■ **In cosa consiste**
Restituisci tali e quali le righe del materiale, partendo dalla riga che contiene "point: soccer cleat" e proseguendo fino all'ultima riga del materiale, entrambe incluse.

■ **Materiale presentato**
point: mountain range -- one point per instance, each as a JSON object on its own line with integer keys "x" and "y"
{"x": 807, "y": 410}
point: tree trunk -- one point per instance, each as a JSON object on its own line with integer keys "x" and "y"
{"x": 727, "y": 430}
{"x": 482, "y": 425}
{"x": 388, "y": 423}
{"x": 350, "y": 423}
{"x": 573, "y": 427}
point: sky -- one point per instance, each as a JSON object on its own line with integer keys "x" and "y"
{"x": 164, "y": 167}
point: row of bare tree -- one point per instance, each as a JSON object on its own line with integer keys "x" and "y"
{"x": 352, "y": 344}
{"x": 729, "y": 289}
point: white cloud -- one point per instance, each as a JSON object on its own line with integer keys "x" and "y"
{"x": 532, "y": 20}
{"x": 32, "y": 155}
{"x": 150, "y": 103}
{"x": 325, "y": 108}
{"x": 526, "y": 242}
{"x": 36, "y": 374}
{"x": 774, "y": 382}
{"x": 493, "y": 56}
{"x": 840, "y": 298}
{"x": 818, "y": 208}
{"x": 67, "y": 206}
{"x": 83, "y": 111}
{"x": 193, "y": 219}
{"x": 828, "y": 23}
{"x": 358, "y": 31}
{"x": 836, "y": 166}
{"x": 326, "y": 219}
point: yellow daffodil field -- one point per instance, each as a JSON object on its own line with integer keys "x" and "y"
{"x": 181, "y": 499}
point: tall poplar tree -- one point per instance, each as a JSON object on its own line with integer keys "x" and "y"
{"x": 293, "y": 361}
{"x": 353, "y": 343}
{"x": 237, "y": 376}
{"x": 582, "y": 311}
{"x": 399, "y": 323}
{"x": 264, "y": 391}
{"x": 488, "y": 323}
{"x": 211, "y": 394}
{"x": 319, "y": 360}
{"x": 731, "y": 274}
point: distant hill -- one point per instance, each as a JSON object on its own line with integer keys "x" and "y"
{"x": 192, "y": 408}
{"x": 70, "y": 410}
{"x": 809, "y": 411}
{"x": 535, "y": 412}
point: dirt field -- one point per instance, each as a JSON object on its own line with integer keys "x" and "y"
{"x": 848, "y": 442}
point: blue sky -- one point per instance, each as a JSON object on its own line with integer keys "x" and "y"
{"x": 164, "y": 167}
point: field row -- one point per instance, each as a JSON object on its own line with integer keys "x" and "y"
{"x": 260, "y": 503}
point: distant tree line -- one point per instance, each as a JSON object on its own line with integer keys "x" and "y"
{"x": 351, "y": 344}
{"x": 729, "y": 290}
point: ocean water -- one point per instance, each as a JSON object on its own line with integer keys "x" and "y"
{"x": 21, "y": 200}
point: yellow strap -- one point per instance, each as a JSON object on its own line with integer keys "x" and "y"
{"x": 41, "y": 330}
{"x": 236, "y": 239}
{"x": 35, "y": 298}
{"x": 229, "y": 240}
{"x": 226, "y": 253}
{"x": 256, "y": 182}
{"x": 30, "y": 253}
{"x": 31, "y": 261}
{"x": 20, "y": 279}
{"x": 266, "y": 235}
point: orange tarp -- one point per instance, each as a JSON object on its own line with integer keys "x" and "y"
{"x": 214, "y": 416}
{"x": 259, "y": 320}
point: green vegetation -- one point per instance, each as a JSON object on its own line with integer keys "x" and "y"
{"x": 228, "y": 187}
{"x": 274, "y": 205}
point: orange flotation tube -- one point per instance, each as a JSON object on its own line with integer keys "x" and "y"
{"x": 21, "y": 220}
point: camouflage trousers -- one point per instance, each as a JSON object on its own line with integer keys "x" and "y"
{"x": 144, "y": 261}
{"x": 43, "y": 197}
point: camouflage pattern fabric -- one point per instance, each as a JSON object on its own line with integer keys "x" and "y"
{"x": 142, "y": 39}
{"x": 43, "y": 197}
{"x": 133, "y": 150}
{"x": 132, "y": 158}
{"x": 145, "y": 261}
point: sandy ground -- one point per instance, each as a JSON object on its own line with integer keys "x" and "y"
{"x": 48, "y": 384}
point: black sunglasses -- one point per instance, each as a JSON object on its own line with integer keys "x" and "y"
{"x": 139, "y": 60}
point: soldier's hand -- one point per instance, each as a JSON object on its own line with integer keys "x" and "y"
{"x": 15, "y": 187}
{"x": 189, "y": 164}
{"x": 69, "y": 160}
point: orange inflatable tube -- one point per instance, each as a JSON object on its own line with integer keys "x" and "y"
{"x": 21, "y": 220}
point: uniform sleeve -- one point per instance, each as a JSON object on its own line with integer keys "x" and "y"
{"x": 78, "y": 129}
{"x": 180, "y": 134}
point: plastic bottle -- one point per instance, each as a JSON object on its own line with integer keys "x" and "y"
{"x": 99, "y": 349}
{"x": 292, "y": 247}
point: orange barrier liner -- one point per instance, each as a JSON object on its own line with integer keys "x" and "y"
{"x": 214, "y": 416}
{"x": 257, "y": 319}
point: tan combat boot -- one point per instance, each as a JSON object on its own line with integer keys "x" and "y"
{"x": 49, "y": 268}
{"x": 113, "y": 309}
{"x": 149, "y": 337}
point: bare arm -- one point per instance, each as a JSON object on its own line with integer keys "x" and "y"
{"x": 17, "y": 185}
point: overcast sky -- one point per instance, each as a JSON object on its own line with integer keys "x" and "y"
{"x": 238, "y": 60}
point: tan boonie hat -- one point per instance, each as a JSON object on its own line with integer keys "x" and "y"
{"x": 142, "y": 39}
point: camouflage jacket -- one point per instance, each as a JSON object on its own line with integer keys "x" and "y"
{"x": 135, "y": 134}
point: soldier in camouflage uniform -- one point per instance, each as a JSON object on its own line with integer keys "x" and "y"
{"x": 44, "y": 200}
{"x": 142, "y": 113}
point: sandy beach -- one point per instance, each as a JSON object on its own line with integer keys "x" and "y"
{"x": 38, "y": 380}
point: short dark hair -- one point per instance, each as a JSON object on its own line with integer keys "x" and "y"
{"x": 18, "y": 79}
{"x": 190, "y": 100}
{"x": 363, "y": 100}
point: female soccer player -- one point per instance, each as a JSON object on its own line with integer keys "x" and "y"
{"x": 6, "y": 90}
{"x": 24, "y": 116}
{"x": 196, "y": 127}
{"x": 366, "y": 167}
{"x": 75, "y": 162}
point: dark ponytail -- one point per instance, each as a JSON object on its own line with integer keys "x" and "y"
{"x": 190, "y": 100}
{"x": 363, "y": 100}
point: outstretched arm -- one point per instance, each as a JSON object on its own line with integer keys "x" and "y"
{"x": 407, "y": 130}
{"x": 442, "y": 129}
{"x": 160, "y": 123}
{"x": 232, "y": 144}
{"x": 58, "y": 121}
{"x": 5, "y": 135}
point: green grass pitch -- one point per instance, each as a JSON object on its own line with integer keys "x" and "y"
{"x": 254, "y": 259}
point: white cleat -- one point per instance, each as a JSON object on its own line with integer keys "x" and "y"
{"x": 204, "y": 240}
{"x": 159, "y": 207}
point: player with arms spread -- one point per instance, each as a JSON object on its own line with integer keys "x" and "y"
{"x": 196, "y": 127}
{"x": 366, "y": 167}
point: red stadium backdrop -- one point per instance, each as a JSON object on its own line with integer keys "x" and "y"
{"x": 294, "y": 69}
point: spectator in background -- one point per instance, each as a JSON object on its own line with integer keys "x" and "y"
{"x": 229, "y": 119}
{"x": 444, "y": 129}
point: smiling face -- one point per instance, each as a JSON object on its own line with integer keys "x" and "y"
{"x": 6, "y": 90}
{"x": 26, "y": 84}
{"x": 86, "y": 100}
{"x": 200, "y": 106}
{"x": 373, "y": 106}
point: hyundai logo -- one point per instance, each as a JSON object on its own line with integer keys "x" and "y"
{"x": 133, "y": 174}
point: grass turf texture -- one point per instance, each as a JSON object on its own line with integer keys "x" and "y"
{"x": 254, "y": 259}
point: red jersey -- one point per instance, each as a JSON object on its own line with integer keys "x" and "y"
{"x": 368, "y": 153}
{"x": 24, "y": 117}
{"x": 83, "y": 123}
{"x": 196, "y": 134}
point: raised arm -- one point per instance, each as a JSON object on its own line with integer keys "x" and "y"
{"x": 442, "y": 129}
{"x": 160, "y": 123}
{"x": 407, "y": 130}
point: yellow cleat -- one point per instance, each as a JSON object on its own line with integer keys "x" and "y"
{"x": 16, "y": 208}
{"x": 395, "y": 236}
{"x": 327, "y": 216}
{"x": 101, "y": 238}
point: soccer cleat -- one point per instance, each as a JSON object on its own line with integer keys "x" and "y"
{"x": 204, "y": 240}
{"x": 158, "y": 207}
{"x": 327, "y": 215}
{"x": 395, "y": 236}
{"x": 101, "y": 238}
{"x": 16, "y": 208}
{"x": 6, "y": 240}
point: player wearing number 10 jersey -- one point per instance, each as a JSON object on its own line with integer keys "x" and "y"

■ **Soluzione del compito**
point: soccer cleat -- one point per instance, each as a JSON object on its own line with integer keys "x" and "y"
{"x": 204, "y": 240}
{"x": 158, "y": 207}
{"x": 327, "y": 215}
{"x": 395, "y": 236}
{"x": 101, "y": 238}
{"x": 16, "y": 208}
{"x": 6, "y": 240}
point: player wearing number 10 jersey -- one point per instance, each as a JSON object on its own line with integer keys "x" and "y"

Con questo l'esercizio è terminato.